Studio album by Ahmed Abdul-Malik with Ray Nance and Seldon Powell
- Released: 1964
- Recorded: March 12, 1964
- Studio: Van Gelder Studio, Englewood Cliffs, New Jersey
- Genre: Jazz
- Length: 32:41
- Label: Status ST 8303
- Producer: Don Schlitten

Ahmed Abdul-Malik chronology
| The Eastern Moods of Ahmed Abdul-Malik (1963) | Spellbound (1964) |  |

= Spellbound (Ahmed Abdul-Malik album) =

Spellbound is the sixth and final album by double bassist Ahmed Abdul-Malik featuring performances recorded in 1964 and originally released on the Status label.

==Reception==

Thom Jurek of Allmusic says, "Spellbound isn't as groundbreaking as some of Abdul-Malik's earlier work, but it doesn't need to be: by this point, he had successfully melded jazz with Middle Eastern sounds into a seamless – if somewhat exotically textural – whole. The band fires on all cylinders under his inspired direction, making this a fitting sendoff to him as a bandleader. Musically, he saved one of his best for last.".

════════════════

### Exercise goal:
Name every person mentioned in the Spellbound album article.

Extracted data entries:

════════════════

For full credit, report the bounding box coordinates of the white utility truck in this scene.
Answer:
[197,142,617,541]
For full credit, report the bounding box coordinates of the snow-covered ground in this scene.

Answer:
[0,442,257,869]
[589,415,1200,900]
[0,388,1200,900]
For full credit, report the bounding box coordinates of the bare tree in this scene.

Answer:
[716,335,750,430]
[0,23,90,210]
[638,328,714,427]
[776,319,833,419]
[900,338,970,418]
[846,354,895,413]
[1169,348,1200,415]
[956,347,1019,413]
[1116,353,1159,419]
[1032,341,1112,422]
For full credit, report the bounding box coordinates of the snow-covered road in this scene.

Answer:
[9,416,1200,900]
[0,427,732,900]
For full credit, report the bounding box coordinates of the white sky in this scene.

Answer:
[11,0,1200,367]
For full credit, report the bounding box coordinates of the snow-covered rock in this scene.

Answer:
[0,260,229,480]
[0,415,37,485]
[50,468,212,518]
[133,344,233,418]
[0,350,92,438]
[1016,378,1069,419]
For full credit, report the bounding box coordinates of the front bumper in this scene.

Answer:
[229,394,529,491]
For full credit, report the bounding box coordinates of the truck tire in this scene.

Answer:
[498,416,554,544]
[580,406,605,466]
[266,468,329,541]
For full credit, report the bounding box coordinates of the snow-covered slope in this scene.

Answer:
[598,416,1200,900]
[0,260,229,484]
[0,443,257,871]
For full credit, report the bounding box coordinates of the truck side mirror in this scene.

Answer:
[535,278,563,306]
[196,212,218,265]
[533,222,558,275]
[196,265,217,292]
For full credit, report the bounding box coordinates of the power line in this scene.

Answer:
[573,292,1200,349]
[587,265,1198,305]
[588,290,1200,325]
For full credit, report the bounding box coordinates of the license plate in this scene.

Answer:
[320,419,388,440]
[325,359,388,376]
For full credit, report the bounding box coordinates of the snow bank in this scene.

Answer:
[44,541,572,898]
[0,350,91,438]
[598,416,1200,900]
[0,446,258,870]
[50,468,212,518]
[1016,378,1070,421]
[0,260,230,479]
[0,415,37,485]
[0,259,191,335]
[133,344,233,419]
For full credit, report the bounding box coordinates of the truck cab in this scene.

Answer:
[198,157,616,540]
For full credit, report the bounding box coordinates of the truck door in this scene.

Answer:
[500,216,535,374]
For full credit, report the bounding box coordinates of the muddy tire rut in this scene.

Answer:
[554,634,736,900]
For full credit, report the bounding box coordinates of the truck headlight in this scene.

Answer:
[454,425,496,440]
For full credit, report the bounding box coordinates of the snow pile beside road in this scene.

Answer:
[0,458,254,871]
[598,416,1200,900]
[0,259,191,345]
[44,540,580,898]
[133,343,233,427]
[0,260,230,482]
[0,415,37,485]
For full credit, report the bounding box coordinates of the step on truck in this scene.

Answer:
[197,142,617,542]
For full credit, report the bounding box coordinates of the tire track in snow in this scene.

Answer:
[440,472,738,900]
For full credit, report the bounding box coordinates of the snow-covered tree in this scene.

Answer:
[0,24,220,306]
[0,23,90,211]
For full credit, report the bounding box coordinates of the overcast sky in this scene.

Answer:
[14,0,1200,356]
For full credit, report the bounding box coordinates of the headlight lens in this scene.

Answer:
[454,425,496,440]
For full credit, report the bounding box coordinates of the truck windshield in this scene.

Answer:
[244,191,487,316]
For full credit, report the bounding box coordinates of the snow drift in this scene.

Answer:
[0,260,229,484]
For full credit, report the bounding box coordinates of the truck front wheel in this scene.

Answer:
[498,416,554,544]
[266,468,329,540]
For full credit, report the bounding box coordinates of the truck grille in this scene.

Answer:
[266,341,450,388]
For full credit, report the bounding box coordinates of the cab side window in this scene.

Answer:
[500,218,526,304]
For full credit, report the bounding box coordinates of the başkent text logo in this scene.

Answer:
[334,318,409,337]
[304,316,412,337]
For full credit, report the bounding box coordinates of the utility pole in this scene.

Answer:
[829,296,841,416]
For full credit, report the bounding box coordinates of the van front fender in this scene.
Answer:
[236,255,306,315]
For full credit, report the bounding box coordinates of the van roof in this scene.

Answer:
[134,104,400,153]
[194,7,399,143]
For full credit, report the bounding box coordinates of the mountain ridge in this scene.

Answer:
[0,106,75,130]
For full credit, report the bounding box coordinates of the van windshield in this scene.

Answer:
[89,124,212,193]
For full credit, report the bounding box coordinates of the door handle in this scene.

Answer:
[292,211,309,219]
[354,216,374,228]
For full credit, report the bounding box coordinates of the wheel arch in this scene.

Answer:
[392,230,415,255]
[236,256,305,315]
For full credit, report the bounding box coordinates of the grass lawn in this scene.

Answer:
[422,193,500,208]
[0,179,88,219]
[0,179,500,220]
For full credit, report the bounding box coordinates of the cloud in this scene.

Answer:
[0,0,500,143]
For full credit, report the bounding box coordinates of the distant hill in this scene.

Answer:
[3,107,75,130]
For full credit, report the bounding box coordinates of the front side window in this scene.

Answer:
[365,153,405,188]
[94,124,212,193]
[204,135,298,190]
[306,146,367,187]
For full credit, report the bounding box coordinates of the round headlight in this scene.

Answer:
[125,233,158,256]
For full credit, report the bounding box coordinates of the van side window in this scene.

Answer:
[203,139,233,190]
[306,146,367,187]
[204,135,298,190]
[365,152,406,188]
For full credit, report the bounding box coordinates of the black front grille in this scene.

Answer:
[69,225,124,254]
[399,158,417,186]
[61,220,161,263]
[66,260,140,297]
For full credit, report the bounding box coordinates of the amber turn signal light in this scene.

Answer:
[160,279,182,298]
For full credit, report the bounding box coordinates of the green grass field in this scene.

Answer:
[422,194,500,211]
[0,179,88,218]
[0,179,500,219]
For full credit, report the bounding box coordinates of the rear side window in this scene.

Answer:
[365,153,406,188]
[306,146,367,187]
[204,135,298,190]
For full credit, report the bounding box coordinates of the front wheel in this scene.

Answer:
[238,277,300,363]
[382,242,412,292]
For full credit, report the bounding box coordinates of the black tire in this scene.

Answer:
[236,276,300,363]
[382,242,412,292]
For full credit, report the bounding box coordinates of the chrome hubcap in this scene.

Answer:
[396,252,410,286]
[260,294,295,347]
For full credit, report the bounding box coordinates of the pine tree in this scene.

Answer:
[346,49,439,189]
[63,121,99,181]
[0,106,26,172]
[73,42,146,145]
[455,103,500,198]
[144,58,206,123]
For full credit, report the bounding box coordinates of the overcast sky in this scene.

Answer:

════════════════

### Output below:
Ahmed Abdul-Malik, Ray Nance, Seldon Powell, Don Schlitten, Thom Jurek